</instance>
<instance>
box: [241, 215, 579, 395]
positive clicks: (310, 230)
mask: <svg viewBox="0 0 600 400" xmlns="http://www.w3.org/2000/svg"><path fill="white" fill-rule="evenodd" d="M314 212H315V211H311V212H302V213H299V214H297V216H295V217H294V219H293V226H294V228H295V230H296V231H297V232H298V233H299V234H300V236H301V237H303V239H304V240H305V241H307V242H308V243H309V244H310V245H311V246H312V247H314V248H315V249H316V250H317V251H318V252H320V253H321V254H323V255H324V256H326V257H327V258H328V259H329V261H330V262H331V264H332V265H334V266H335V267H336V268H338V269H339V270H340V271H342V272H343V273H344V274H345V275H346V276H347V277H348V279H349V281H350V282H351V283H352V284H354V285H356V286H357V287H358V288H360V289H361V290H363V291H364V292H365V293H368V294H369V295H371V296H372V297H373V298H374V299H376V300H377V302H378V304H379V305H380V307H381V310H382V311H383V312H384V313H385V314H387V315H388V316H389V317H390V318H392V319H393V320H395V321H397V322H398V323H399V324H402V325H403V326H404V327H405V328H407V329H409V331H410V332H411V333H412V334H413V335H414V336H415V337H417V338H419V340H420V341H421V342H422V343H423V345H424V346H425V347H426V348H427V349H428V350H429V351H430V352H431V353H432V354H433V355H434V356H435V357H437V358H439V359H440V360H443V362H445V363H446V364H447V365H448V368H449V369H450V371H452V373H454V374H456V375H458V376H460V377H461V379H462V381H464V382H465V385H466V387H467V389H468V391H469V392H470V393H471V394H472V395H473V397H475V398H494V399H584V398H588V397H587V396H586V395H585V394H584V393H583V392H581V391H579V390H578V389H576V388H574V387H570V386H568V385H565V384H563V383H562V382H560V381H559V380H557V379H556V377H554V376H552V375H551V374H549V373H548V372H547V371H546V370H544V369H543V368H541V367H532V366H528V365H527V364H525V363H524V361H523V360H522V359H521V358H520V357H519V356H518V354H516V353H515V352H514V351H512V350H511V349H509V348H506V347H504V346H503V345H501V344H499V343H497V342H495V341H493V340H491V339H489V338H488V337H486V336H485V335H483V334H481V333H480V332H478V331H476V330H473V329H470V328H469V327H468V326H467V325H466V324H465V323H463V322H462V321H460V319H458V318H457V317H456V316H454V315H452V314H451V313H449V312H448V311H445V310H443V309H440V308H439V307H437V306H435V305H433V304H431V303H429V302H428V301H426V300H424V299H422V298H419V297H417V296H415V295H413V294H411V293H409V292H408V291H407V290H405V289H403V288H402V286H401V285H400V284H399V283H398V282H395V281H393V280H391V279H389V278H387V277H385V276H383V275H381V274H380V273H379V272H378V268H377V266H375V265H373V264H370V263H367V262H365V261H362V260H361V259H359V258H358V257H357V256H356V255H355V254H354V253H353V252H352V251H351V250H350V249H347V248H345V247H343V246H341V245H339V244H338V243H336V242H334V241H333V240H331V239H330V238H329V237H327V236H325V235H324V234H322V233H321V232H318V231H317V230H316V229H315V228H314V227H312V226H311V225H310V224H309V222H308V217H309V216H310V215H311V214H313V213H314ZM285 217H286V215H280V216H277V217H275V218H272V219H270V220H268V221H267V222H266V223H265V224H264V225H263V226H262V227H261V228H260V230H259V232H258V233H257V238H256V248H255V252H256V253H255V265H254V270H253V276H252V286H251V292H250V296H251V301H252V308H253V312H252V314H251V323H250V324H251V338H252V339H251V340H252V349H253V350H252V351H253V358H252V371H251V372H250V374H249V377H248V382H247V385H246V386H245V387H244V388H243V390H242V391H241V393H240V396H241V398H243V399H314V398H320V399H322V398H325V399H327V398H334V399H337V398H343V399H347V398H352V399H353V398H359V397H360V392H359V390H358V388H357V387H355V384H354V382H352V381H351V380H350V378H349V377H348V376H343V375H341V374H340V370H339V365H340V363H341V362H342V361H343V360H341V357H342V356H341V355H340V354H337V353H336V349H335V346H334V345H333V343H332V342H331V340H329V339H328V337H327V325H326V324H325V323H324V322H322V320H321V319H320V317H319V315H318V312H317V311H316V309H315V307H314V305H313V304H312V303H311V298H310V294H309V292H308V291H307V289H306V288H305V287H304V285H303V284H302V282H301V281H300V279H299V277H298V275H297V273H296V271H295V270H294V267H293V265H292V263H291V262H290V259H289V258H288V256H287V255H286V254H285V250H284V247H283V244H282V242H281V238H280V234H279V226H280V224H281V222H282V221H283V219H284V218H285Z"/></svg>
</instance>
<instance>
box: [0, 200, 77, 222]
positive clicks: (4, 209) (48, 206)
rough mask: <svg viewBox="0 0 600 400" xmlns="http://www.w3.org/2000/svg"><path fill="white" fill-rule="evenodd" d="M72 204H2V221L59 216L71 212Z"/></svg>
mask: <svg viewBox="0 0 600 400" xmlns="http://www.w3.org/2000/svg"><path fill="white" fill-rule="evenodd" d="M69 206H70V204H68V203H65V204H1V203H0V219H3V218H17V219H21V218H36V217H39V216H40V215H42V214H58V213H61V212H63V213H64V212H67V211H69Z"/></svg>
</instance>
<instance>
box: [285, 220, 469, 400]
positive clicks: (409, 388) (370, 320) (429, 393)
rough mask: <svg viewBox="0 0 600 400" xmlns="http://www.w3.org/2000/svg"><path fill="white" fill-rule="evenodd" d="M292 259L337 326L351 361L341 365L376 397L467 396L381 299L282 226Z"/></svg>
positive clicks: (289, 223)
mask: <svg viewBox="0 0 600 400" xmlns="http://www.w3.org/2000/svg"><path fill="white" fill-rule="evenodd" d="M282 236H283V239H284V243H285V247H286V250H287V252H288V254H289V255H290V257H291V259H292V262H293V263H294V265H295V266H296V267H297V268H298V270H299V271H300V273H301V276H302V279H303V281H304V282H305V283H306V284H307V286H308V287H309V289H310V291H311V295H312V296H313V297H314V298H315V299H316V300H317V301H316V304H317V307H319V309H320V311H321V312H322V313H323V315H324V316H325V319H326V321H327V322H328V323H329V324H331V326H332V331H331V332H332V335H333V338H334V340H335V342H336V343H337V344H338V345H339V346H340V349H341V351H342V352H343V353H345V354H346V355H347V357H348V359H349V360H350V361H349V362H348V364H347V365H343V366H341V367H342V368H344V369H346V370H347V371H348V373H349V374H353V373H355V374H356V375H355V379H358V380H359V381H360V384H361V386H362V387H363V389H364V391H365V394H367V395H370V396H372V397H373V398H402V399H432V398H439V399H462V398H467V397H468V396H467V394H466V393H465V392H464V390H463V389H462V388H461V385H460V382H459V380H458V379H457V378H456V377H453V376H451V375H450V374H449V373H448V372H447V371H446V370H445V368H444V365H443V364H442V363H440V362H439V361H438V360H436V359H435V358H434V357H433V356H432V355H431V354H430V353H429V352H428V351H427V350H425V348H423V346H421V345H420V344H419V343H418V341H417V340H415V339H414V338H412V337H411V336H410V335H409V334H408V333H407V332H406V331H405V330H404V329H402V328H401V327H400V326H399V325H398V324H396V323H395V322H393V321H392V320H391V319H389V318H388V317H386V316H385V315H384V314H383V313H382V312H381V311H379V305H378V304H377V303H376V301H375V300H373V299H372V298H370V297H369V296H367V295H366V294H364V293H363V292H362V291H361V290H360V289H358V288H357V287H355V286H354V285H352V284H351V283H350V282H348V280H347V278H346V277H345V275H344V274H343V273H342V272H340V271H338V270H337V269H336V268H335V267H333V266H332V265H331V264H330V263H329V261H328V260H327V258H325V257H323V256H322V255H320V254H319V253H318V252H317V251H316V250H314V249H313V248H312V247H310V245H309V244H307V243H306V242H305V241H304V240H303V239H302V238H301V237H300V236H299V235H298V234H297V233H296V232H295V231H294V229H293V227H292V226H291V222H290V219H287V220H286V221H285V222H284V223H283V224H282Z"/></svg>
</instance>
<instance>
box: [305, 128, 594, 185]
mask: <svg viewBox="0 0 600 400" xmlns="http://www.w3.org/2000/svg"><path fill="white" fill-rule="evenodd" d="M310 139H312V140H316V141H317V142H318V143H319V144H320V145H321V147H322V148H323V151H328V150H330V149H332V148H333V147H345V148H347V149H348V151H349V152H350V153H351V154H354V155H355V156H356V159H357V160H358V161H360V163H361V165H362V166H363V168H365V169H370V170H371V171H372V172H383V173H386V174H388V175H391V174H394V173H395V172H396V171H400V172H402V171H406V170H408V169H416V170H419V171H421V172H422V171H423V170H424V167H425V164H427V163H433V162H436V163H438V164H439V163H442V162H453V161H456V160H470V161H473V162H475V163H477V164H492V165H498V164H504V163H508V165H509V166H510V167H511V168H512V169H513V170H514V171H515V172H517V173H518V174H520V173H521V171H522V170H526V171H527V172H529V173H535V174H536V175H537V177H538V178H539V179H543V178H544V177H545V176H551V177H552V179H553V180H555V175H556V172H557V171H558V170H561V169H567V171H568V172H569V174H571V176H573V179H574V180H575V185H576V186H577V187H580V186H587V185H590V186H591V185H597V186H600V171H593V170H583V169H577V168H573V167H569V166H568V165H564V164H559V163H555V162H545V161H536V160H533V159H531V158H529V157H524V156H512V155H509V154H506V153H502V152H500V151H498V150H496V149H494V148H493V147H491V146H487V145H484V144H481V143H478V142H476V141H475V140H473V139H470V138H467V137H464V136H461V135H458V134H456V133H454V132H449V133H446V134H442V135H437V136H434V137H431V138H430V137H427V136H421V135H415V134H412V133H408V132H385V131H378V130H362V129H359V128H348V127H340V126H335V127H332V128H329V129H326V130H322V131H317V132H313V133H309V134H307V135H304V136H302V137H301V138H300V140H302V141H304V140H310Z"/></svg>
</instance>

****************************************

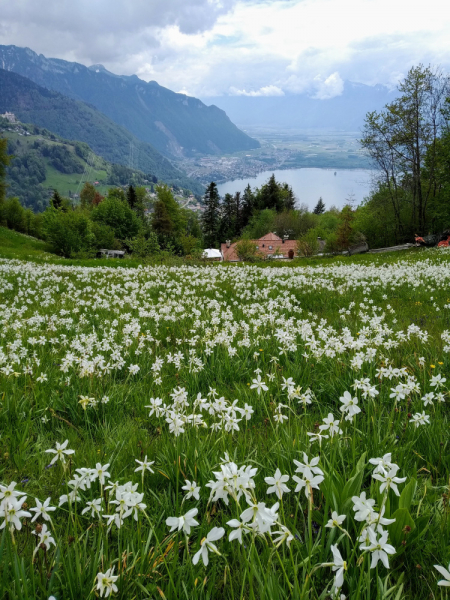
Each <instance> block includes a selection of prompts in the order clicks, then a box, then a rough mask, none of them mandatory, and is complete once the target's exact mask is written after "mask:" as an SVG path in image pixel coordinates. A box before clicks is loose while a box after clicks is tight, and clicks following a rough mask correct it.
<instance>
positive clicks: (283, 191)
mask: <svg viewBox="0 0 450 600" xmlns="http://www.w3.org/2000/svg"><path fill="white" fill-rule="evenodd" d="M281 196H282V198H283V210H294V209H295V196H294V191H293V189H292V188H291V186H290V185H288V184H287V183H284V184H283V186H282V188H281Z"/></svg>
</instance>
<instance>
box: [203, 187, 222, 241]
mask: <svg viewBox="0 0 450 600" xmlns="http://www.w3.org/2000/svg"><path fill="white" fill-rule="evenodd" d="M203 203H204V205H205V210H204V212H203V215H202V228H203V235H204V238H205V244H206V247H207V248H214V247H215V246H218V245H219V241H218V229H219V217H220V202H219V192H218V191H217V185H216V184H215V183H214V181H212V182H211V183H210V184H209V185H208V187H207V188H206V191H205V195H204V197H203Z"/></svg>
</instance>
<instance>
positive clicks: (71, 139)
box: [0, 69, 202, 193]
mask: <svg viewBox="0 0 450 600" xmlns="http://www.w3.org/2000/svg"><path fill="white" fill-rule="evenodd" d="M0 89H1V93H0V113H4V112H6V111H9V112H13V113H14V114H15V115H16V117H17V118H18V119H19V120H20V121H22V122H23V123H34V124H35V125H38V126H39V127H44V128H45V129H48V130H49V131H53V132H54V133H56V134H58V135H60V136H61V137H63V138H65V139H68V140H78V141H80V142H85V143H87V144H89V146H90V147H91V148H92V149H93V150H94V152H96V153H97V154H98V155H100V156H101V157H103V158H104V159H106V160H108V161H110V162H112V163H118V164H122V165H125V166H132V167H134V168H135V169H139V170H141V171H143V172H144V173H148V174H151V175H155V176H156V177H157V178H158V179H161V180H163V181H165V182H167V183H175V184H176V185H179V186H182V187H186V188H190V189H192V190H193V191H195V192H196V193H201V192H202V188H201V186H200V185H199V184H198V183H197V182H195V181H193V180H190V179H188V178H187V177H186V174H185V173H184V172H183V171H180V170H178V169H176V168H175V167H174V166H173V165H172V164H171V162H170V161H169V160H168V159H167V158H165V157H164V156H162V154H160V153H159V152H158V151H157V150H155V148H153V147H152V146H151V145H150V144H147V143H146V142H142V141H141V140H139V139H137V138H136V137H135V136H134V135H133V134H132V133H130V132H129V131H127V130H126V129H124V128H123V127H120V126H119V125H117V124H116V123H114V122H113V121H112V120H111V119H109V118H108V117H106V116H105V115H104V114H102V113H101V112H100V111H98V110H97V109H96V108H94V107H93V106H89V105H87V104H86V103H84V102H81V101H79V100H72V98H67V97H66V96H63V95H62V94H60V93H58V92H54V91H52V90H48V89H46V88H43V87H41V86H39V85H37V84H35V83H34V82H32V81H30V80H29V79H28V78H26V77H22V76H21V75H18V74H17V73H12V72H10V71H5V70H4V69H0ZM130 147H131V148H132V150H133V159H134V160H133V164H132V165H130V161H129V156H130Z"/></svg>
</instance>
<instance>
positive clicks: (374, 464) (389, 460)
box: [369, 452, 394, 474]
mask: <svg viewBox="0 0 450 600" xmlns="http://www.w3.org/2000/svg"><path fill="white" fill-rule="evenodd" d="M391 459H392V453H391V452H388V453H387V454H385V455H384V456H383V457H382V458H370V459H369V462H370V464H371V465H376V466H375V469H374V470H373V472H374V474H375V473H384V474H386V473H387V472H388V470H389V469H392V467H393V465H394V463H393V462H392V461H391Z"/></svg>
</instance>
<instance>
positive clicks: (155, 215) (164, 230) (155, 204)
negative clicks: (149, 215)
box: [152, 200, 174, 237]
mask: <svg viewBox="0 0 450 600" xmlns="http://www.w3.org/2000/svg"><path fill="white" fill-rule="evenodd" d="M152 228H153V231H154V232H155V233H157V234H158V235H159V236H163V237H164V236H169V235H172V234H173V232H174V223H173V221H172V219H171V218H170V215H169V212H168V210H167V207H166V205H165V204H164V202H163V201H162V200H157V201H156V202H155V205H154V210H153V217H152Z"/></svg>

****************************************

-- The task --
How many lines in the records contain the string "clicks"? Reply with the number alone.

-- Answer for the task --
10